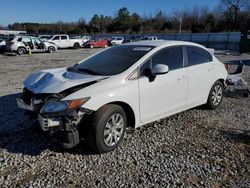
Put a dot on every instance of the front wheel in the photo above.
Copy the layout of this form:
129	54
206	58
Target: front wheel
108	128
76	45
215	95
21	51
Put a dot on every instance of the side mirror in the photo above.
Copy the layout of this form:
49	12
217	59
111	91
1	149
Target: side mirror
160	69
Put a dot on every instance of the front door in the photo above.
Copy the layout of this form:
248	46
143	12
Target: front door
201	71
165	94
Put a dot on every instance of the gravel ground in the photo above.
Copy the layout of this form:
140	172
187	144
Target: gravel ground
196	148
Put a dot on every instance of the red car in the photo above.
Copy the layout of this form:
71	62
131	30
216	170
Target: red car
100	43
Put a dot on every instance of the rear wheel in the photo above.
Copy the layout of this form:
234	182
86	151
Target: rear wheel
215	95
108	128
51	49
21	51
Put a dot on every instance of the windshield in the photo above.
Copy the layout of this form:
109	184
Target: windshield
113	60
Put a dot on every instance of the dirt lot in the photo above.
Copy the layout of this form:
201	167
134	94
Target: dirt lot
196	148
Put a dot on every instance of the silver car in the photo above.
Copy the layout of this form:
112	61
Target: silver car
22	44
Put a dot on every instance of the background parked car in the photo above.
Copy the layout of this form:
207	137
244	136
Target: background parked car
99	43
63	41
149	38
44	37
115	41
22	44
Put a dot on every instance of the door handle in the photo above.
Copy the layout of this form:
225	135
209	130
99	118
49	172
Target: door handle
182	78
210	69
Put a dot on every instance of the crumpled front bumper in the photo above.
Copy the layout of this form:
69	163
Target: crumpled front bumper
60	128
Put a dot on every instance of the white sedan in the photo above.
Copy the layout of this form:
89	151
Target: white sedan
126	85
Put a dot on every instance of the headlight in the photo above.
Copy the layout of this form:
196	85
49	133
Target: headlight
60	106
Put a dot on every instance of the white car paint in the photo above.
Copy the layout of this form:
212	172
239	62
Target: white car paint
57	80
116	40
168	94
148	79
148	105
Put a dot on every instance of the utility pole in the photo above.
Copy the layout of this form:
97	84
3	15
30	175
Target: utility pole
180	20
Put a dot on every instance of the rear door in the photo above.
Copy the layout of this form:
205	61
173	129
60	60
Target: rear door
57	41
201	72
165	94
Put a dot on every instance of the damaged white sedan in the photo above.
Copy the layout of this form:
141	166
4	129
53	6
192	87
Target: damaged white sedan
127	85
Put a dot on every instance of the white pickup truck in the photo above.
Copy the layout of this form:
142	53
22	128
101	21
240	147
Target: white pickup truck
63	41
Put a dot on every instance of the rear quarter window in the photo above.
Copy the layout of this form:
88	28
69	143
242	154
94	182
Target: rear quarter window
197	56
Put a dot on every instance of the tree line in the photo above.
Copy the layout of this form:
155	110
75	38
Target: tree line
229	15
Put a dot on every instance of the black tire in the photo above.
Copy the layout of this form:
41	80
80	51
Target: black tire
51	49
97	139
215	95
21	51
76	45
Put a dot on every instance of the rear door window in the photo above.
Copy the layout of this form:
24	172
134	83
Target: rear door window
197	56
170	56
63	37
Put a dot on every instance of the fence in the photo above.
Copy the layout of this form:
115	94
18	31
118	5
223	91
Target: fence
219	41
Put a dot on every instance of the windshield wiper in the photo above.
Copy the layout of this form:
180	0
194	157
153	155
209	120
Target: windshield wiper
88	71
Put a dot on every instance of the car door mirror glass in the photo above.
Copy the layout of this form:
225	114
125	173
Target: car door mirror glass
160	69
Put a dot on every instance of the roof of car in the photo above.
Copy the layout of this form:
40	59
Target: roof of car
163	43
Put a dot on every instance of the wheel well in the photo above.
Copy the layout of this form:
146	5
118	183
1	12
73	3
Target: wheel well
129	113
222	81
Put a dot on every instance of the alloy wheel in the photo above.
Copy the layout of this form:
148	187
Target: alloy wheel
113	129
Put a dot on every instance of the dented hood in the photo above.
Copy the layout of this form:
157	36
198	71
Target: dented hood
57	80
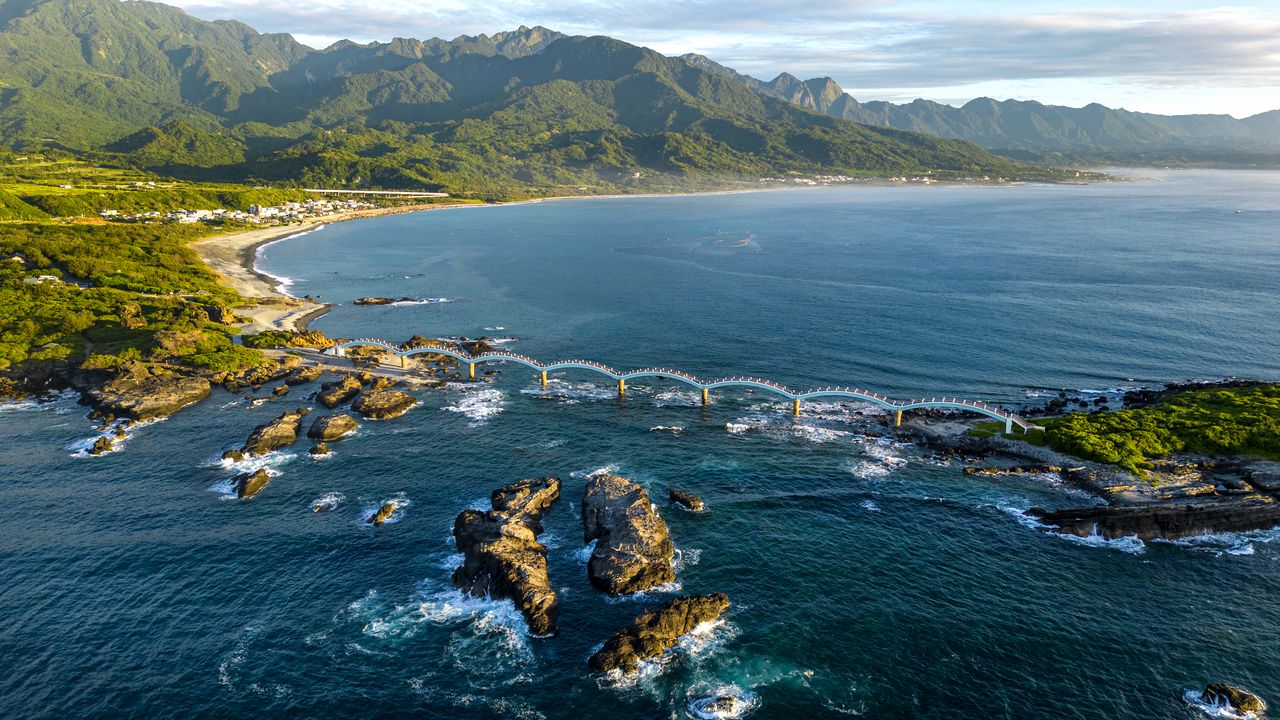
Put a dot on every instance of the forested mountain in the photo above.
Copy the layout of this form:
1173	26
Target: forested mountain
521	112
1025	126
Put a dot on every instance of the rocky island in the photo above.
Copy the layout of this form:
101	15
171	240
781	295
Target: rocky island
502	557
632	548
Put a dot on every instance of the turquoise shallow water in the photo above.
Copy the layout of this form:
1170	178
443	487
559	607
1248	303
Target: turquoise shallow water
865	577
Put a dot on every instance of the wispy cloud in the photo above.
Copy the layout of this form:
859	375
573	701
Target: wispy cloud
872	45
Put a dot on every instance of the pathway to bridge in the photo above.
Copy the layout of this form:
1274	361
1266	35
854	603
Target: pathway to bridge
622	377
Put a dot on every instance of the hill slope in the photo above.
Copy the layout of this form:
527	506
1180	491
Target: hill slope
517	113
1025	126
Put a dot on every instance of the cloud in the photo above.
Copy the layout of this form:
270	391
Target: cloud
863	44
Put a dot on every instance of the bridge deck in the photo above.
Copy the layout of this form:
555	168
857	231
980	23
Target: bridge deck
745	382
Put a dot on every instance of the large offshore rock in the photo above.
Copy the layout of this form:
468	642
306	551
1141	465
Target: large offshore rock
1234	698
250	483
652	633
337	392
502	555
632	550
383	404
280	432
383	514
1168	520
145	395
332	427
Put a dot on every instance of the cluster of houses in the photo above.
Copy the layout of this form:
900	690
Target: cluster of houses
256	214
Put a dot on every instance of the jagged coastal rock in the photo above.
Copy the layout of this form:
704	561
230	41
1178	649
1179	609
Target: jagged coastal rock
1174	520
632	550
383	404
383	514
307	374
502	555
1234	698
337	392
145	395
248	484
686	500
656	630
259	376
332	427
280	432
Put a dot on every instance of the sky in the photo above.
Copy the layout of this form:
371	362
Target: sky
1171	57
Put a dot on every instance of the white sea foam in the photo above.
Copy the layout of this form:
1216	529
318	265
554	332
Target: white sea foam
1212	710
478	404
1226	543
570	392
712	705
400	501
595	472
282	283
1130	545
328	502
423	301
81	447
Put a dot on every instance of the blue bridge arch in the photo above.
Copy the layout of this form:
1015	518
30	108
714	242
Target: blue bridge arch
622	377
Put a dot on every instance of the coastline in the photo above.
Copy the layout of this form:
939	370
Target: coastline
233	258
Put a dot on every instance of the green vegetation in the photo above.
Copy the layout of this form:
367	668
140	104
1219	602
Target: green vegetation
1223	420
529	113
126	292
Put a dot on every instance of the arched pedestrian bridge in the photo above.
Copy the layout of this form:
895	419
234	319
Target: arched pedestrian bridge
622	377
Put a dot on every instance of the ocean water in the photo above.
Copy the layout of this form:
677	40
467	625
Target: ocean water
867	578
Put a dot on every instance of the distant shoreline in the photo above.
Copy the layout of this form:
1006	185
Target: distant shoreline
233	256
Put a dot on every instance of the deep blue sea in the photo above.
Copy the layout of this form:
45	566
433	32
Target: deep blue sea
867	579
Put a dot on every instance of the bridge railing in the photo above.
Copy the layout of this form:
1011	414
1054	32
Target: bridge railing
737	381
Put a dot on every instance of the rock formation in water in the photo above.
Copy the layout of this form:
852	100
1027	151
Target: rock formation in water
502	555
383	404
1165	520
337	392
688	500
656	630
280	432
1240	702
141	393
250	483
332	427
632	550
383	514
259	376
307	374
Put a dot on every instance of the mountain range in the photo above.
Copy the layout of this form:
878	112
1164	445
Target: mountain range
1014	126
517	113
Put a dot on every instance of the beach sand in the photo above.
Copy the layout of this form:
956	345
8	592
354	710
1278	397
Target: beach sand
232	258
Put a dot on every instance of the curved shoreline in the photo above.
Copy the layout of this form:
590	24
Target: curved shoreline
233	258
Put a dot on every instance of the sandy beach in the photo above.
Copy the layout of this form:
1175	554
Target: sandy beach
232	258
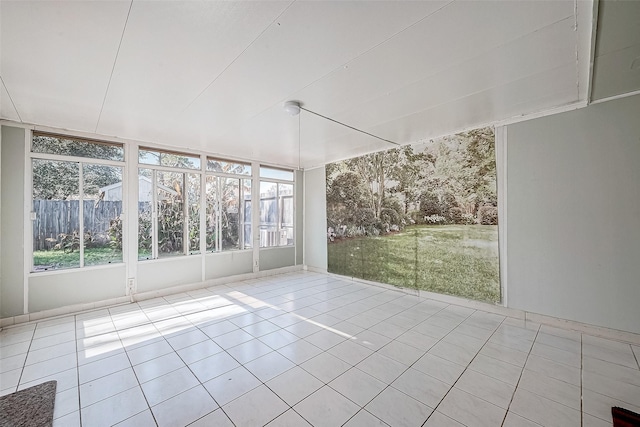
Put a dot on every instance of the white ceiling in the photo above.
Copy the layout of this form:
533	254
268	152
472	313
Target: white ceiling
213	75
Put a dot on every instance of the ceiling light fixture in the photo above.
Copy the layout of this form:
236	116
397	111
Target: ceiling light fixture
292	108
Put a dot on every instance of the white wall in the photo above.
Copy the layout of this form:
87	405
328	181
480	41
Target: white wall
573	210
315	221
12	216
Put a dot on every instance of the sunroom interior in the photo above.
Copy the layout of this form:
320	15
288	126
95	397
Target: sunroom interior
167	101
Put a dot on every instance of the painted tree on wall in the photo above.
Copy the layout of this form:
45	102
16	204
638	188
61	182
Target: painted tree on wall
441	181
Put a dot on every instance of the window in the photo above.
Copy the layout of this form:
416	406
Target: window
228	206
76	201
149	156
276	207
168	205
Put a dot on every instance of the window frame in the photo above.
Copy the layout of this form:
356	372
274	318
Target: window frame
279	203
184	171
81	161
241	209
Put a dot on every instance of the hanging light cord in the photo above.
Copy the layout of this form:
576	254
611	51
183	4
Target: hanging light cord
350	127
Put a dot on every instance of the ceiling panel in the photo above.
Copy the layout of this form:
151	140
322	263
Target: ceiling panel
170	53
458	32
310	40
616	68
212	76
536	53
7	110
57	57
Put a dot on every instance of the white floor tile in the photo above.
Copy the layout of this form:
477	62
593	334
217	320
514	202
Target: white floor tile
194	404
326	407
543	411
397	409
231	385
114	409
187	339
265	406
269	366
550	388
216	418
422	387
400	352
496	369
350	352
294	385
169	385
365	419
66	402
143	419
381	367
48	368
289	419
490	389
157	367
300	351
233	338
47	353
438	419
325	339
358	386
250	350
471	410
69	420
104	387
553	369
439	368
149	352
213	366
325	367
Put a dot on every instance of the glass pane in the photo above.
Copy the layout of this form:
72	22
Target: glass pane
286	197
79	148
230	213
145	203
212	213
268	214
193	196
102	209
170	192
286	175
218	165
246	219
162	158
56	195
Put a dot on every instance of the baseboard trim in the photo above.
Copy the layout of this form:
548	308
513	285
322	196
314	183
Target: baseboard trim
528	318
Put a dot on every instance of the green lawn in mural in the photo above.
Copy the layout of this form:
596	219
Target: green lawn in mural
459	260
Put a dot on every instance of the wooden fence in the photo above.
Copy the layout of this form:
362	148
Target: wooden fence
55	217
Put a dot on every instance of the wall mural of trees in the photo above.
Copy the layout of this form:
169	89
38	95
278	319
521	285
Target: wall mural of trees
422	216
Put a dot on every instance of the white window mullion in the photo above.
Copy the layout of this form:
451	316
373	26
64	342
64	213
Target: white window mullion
80	214
154	215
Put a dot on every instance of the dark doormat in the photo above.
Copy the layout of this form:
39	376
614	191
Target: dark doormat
31	407
624	417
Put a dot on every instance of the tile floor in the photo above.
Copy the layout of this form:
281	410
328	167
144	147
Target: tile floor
308	349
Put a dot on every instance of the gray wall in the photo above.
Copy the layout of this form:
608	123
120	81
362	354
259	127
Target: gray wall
573	210
12	216
75	286
271	258
315	221
225	264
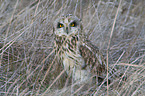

----

### [REQUIREMENT]
Show each line above that contains the word "floor", copied in full. Case counts.

### [TASK SOLUTION]
Put a dot on every instance of the white floor tile in the photo above.
Target: white floor tile
Put a dot on every instance of the tile floor in the photo above.
Target: tile floor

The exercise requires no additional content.